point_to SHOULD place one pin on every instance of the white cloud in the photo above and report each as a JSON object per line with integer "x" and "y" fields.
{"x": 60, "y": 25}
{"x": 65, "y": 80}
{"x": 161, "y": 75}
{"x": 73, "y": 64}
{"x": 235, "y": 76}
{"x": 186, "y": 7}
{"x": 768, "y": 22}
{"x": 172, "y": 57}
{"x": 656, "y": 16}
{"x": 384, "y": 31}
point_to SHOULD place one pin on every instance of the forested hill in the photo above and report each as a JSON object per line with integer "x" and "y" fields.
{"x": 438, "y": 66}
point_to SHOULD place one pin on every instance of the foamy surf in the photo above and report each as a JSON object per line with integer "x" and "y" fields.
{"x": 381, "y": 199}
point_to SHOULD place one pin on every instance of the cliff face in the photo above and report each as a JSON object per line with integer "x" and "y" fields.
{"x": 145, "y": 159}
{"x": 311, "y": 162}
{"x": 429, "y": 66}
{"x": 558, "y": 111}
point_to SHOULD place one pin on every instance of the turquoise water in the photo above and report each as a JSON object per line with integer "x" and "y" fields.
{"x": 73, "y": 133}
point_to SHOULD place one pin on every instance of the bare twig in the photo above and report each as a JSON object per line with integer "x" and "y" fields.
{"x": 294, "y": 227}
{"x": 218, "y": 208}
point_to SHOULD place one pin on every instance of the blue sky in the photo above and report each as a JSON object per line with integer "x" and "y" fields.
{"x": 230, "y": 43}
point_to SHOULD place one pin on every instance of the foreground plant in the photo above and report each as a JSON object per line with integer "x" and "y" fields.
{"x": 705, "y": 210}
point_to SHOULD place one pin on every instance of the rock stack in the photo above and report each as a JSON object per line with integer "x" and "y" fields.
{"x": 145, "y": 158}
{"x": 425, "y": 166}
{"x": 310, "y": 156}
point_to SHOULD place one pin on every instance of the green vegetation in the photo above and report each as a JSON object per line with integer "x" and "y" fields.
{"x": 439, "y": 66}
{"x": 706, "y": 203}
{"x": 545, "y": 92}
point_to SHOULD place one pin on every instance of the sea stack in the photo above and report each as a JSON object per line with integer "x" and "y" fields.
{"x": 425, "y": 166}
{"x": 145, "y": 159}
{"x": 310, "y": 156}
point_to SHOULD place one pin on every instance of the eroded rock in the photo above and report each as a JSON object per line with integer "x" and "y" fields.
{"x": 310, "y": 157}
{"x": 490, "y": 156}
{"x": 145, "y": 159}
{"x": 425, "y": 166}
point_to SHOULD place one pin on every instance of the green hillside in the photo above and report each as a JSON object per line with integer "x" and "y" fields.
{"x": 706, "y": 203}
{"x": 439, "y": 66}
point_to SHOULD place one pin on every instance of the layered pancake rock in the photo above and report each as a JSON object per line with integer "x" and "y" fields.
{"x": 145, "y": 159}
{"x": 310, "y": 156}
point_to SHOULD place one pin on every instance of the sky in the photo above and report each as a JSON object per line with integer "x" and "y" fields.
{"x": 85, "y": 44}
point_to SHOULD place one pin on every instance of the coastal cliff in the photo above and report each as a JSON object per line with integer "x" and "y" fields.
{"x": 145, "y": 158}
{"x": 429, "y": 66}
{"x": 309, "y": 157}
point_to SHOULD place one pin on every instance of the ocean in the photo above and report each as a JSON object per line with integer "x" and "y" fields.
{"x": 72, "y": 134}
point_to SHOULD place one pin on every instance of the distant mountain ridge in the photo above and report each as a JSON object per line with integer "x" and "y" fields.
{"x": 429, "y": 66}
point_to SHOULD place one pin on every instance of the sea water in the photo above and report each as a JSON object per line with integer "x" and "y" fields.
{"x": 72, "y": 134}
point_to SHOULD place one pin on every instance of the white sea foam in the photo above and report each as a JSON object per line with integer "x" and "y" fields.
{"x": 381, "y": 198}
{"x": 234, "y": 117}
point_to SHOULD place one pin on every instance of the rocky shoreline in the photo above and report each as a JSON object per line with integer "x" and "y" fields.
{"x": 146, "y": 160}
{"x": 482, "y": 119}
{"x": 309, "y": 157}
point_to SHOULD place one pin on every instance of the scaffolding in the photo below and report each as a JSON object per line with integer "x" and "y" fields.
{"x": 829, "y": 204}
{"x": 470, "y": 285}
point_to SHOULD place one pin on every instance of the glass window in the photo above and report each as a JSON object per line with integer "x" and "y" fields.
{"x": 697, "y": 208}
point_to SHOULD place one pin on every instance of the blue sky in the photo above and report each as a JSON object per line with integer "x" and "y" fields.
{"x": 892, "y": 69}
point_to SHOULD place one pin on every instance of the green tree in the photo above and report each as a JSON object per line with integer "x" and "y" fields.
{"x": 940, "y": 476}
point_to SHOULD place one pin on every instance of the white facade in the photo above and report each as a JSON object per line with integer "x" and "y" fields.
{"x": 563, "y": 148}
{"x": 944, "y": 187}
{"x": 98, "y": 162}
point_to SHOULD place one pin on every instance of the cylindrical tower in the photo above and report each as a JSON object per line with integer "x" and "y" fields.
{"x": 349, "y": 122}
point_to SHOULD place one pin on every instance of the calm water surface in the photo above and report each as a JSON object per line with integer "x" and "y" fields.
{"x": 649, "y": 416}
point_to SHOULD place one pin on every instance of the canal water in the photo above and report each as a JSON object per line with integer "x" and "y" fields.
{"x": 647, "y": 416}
○ ○ ○ ○
- _What the task requires_
For every line in the material, write out an exact copy.

- _Response box_
point_to SHOULD place one pin on every instance of the white cloud in the photo above and report each as a JSON object per line with integer "x" and "y" fields.
{"x": 60, "y": 25}
{"x": 65, "y": 80}
{"x": 161, "y": 75}
{"x": 73, "y": 64}
{"x": 235, "y": 76}
{"x": 186, "y": 7}
{"x": 768, "y": 22}
{"x": 172, "y": 57}
{"x": 656, "y": 16}
{"x": 384, "y": 31}
point_to SHOULD place one pin on every instance of the forested hill in the photo above and report each as a JSON object per line with integer "x" and "y" fields.
{"x": 438, "y": 66}
point_to SHOULD place one pin on every instance of the foamy surf in the photo above and report each as a JSON object per line with integer "x" and "y" fields.
{"x": 381, "y": 199}
point_to SHOULD place one pin on every instance of the cliff face in the photo above and report each as a JSON object per line with integer "x" and "y" fields.
{"x": 145, "y": 159}
{"x": 311, "y": 162}
{"x": 429, "y": 66}
{"x": 558, "y": 111}
point_to SHOULD place one pin on every instance of the turquoise water in the photo above and report each as a JSON object per line with integer "x" and "y" fields.
{"x": 73, "y": 133}
point_to SHOULD place one pin on every instance of the bare twig in the photo above and report each as a JSON object per line with integer "x" and "y" fields.
{"x": 294, "y": 227}
{"x": 218, "y": 208}
point_to SHOULD place one pin on every instance of the blue sky in the photo above and report each as a JSON object per line with integer "x" and "y" fields.
{"x": 230, "y": 43}
point_to SHOULD place one pin on every instance of the foreground plant in the photo above and report each as a JSON object per line with integer "x" and "y" fields.
{"x": 705, "y": 210}
point_to SHOULD place one pin on every instance of the rock stack in the photo above and report each as a JSON object per line with integer "x" and "y" fields.
{"x": 145, "y": 158}
{"x": 425, "y": 166}
{"x": 310, "y": 156}
point_to SHOULD place one pin on every instance of the green vegetation in the photo above and report each as a JSON object per line with integer "x" and "y" fields.
{"x": 439, "y": 66}
{"x": 706, "y": 203}
{"x": 545, "y": 92}
point_to SHOULD place one pin on every instance of the sea stack in the photo above and report each as a JSON object per line with integer "x" and "y" fields.
{"x": 425, "y": 166}
{"x": 145, "y": 159}
{"x": 310, "y": 156}
point_to SHOULD place one pin on every instance of the eroded rock in the photo above and report each as a JSON object per line with integer "x" and "y" fields.
{"x": 310, "y": 157}
{"x": 490, "y": 156}
{"x": 145, "y": 159}
{"x": 425, "y": 166}
point_to SHOULD place one pin on every instance of the green hillside in the photo above and report each as a JSON object per line with integer "x" and "y" fields.
{"x": 706, "y": 203}
{"x": 439, "y": 66}
point_to SHOULD place one pin on every instance of the layered pancake rock in the photo above and report each as a JSON object per line with integer "x" and "y" fields.
{"x": 145, "y": 159}
{"x": 310, "y": 156}
point_to SHOULD place one pin on every instance of the sky in the photo above and report each as a JSON object per line with integer "x" and "y" fields.
{"x": 85, "y": 44}
point_to SHOULD place one pin on every instance of the coastal cliff in the photo above and report each as a JSON object per line with integer "x" and "y" fields.
{"x": 145, "y": 158}
{"x": 429, "y": 66}
{"x": 309, "y": 157}
point_to SHOULD place one pin on every instance of the ocean in the photo above and report each as a JSON object per line with integer "x" and "y" fields.
{"x": 72, "y": 134}
point_to SHOULD place one pin on every instance of the distant mountain ridge in the photo above and report each as a JSON object per line with integer "x" and "y" fields.
{"x": 429, "y": 66}
point_to SHOULD place one pin on every instance of the sea water in the photo above and report each as a JSON object per line with integer "x" and "y" fields.
{"x": 72, "y": 134}
point_to SHOULD place one pin on every instance of the white sea foam in the photo above and report each as a JSON object per line with integer "x" and "y" fields.
{"x": 381, "y": 198}
{"x": 234, "y": 117}
point_to SHOULD place one pin on every instance of the rocky shoreline in the photo above and report each as a JSON object per line with integer "x" and "y" fields.
{"x": 146, "y": 160}
{"x": 482, "y": 119}
{"x": 309, "y": 157}
point_to SHOULD place one pin on every instance of the scaffolding in the photo below and report each as a JSON object per line with integer "x" and "y" fields.
{"x": 829, "y": 204}
{"x": 470, "y": 285}
point_to SHOULD place one pin on every instance of the glass window in the photo above and report each as a JSON object per line with integer "x" and "y" fields.
{"x": 697, "y": 208}
point_to SHOULD place one pin on every instance of the blue sky in the photo above and report each as a JSON object per line with integer "x" and "y" fields.
{"x": 892, "y": 69}
point_to SHOULD place one pin on every instance of the green tree in the photo above and report each as a JSON object per line with integer "x" and "y" fields.
{"x": 940, "y": 476}
point_to SHOULD place one pin on every instance of the white facade in the photo above and report each as a JSON object per line with integer "x" and "y" fields.
{"x": 563, "y": 148}
{"x": 944, "y": 187}
{"x": 98, "y": 162}
point_to SHOULD place one pin on every instance of the cylindrical tower in the photo above and report each as a JSON object per line with integer "x" and "y" fields.
{"x": 349, "y": 122}
point_to SHOULD place one pin on every instance of the calm water surface in the photo above and report each as a JSON object per line with integer "x" and "y" fields.
{"x": 649, "y": 416}
point_to SHOULD place one pin on every instance of the canal water in the photo above and report each as a JSON object per line with integer "x" and "y" fields.
{"x": 647, "y": 416}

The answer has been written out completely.